> Aim
Extract every line of the data below that contains the string "audience", copying each in full. Treat case as significant.

> Supplied material
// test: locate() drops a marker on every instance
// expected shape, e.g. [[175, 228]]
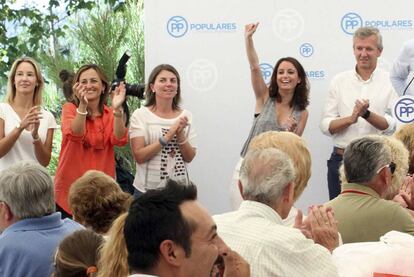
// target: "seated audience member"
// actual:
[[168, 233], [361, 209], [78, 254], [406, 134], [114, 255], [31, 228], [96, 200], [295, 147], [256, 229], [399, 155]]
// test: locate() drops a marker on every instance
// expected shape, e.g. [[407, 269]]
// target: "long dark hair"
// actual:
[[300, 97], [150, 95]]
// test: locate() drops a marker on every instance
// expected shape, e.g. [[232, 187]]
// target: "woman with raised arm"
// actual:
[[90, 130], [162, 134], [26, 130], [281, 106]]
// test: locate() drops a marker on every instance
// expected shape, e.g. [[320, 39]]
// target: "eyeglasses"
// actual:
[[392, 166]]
---
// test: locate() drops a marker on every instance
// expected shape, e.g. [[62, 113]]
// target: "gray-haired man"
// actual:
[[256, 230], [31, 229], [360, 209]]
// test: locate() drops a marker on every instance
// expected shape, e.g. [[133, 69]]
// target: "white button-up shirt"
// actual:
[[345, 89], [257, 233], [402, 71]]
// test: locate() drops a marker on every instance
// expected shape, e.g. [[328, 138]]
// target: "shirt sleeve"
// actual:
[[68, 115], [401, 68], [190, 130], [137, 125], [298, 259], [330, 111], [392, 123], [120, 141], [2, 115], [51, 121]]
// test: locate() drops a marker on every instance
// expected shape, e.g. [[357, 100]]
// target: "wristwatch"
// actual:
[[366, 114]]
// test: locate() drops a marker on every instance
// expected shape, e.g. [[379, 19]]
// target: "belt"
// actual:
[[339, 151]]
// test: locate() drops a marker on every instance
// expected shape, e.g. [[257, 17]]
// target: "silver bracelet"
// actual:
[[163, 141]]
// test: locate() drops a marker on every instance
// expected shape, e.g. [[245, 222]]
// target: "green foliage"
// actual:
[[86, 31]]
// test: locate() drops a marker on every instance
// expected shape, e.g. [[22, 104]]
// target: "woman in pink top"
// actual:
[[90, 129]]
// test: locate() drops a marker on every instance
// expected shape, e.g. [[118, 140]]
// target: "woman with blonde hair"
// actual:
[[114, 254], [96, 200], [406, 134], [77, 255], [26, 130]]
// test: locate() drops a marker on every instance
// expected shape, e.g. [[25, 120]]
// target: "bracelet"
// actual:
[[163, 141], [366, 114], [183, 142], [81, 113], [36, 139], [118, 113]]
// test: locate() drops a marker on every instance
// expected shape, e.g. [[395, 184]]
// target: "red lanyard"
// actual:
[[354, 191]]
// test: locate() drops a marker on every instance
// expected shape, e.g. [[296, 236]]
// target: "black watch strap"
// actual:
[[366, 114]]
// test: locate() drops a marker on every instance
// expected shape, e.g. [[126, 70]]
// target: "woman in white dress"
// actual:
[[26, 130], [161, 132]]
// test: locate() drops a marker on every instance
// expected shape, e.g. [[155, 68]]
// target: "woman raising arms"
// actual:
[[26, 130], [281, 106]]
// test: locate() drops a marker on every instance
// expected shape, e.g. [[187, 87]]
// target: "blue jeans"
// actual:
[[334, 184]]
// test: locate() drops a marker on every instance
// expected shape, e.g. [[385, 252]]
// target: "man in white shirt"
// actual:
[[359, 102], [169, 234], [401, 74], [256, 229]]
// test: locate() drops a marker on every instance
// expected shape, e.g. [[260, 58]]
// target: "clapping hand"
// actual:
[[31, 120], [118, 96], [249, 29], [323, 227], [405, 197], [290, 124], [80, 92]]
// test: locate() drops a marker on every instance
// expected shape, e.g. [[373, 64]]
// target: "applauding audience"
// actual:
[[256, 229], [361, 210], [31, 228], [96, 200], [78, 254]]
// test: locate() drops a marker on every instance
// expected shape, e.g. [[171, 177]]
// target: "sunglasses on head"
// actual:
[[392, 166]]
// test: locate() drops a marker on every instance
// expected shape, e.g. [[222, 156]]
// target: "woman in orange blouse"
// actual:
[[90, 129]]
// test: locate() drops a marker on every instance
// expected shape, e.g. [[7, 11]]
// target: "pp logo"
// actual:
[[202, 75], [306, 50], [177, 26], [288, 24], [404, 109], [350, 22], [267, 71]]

> Answer to the exercise
// target: "seated audience member"
// target: "applauding audience"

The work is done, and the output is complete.